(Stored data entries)
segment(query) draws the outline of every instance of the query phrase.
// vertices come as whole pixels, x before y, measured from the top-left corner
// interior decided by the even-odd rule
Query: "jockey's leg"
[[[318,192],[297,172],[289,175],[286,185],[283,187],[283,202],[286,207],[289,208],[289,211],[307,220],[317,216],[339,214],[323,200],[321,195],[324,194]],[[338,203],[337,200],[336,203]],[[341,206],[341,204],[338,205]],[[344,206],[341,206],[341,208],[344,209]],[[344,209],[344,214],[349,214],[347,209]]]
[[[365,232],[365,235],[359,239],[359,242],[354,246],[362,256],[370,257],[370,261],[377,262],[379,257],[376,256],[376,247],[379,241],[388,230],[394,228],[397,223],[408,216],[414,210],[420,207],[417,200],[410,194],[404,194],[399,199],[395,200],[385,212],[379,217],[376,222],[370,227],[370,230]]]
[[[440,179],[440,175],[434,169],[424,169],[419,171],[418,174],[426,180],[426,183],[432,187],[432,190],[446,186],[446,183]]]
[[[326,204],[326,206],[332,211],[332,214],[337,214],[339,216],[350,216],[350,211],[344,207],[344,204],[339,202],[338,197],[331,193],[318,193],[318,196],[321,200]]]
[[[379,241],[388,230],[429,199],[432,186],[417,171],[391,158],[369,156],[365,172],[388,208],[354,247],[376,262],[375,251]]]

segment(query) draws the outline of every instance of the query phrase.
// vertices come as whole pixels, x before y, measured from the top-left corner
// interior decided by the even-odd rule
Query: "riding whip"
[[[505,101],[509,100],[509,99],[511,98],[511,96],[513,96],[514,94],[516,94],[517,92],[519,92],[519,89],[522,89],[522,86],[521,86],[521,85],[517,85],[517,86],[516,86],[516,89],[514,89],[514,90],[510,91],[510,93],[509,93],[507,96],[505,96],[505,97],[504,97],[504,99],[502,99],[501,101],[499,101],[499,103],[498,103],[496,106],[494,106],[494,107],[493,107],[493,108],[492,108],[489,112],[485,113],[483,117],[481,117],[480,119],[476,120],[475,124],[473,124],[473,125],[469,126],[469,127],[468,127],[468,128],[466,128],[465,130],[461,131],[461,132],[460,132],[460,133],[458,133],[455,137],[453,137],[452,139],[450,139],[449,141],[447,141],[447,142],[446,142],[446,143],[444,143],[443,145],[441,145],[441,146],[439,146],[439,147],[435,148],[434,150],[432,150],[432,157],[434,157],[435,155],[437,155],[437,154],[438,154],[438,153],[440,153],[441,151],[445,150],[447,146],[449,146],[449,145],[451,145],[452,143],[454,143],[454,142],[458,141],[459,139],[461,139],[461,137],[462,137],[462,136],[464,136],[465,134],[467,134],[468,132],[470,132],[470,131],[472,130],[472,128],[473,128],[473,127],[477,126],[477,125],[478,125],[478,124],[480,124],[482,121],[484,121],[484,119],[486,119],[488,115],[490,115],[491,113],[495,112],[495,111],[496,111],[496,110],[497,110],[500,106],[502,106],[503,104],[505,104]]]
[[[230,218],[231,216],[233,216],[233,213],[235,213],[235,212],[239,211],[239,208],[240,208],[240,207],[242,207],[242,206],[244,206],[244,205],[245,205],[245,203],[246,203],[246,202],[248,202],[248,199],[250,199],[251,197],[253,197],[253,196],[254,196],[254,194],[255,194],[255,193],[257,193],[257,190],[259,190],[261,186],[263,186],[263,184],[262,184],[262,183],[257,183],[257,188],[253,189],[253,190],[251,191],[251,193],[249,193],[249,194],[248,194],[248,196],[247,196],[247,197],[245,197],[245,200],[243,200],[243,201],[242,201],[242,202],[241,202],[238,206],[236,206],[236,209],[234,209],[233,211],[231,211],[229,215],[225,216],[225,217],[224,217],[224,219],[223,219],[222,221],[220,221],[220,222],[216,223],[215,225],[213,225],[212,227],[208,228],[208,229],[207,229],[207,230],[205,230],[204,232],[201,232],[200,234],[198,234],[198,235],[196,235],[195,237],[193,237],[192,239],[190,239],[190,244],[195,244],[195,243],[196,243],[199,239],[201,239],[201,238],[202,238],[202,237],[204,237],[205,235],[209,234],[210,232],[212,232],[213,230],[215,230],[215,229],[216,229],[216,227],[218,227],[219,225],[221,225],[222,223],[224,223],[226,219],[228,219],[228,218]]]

Assignment: Using the data above, return each line exactly as written.

Answer to this task:
segment(query) draws the outline of every instance of the query phrase.
// vertices come as whole pixels, x before y, measured from the top-left corner
// interior decided by the even-odd rule
Query: "jockey's leg"
[[[318,192],[297,172],[289,175],[286,185],[283,187],[283,202],[286,207],[289,208],[289,211],[307,220],[317,216],[339,214],[323,200],[321,195],[324,194]],[[338,203],[337,200],[336,203]],[[341,206],[341,204],[338,205]],[[344,206],[341,206],[341,208],[344,209]],[[344,209],[344,214],[349,214],[347,209]]]
[[[365,232],[365,235],[359,239],[359,242],[354,246],[362,256],[370,257],[370,261],[377,262],[379,257],[376,256],[376,247],[379,241],[388,230],[394,228],[397,223],[408,216],[414,210],[420,207],[417,200],[410,194],[404,194],[399,199],[395,200],[385,212],[379,217],[376,222],[370,227],[370,230]]]
[[[440,179],[440,175],[434,169],[424,169],[419,171],[418,174],[426,180],[426,183],[432,187],[432,190],[446,186],[446,183]]]
[[[326,204],[326,206],[332,211],[332,214],[337,214],[339,216],[350,216],[350,211],[344,207],[344,204],[339,202],[338,197],[331,193],[318,193],[318,196],[321,200]]]
[[[379,241],[388,230],[429,199],[432,186],[417,171],[391,158],[369,156],[365,172],[388,208],[354,247],[376,262],[375,251]]]

segment(query) draws the outline of every instance of the query phrase.
// vertices come as whole pixels, x before y, measured from the top-left corner
// interior decided by the even-odd rule
Query: "riding whip"
[[[505,101],[509,100],[509,99],[511,98],[511,96],[513,96],[514,94],[516,94],[517,92],[519,92],[519,89],[522,89],[522,86],[521,86],[521,85],[517,85],[517,86],[516,86],[516,89],[514,89],[514,90],[510,91],[510,93],[509,93],[507,96],[505,96],[505,97],[504,97],[504,99],[502,99],[501,101],[499,101],[499,103],[498,103],[496,106],[494,106],[494,107],[493,107],[493,108],[492,108],[489,112],[485,113],[483,117],[481,117],[480,119],[476,120],[475,124],[473,124],[473,125],[469,126],[469,127],[468,127],[468,128],[466,128],[465,130],[461,131],[461,132],[460,132],[460,133],[458,133],[455,137],[453,137],[452,139],[450,139],[449,141],[447,141],[447,142],[446,142],[446,143],[444,143],[443,145],[441,145],[441,146],[439,146],[439,147],[435,148],[434,150],[432,150],[432,157],[434,157],[435,155],[437,155],[437,154],[438,154],[438,153],[440,153],[441,151],[445,150],[447,146],[449,146],[449,145],[451,145],[452,143],[454,143],[454,142],[458,141],[459,139],[461,139],[461,137],[462,137],[462,136],[464,136],[465,134],[467,134],[468,132],[470,132],[470,131],[472,130],[472,128],[473,128],[473,127],[477,126],[477,125],[478,125],[478,124],[480,124],[482,121],[484,121],[484,119],[486,119],[488,115],[490,115],[491,113],[495,112],[495,111],[496,111],[496,110],[497,110],[500,106],[502,106],[503,104],[505,104]]]
[[[230,218],[231,216],[233,216],[233,213],[235,213],[235,212],[239,211],[239,208],[240,208],[240,207],[242,207],[242,206],[244,206],[244,205],[245,205],[245,203],[246,203],[246,202],[248,202],[248,199],[250,199],[251,197],[253,197],[253,196],[254,196],[254,194],[255,194],[255,193],[257,193],[257,190],[259,190],[261,186],[263,186],[263,184],[262,184],[262,183],[257,183],[257,188],[253,189],[253,190],[251,191],[251,193],[249,193],[249,194],[248,194],[248,196],[247,196],[247,197],[245,197],[245,200],[243,200],[243,201],[242,201],[242,202],[241,202],[238,206],[236,206],[236,209],[234,209],[233,211],[231,211],[229,215],[225,216],[225,217],[224,217],[224,219],[223,219],[222,221],[220,221],[220,222],[216,223],[215,225],[213,225],[212,227],[208,228],[208,229],[207,229],[207,230],[205,230],[204,232],[201,232],[200,234],[198,234],[198,235],[196,235],[195,237],[193,237],[192,239],[190,239],[190,244],[195,244],[195,243],[196,243],[199,239],[201,239],[201,238],[202,238],[202,237],[204,237],[205,235],[209,234],[210,232],[212,232],[213,230],[215,230],[215,229],[216,229],[216,227],[218,227],[219,225],[221,225],[222,223],[224,223],[226,219],[228,219],[228,218]]]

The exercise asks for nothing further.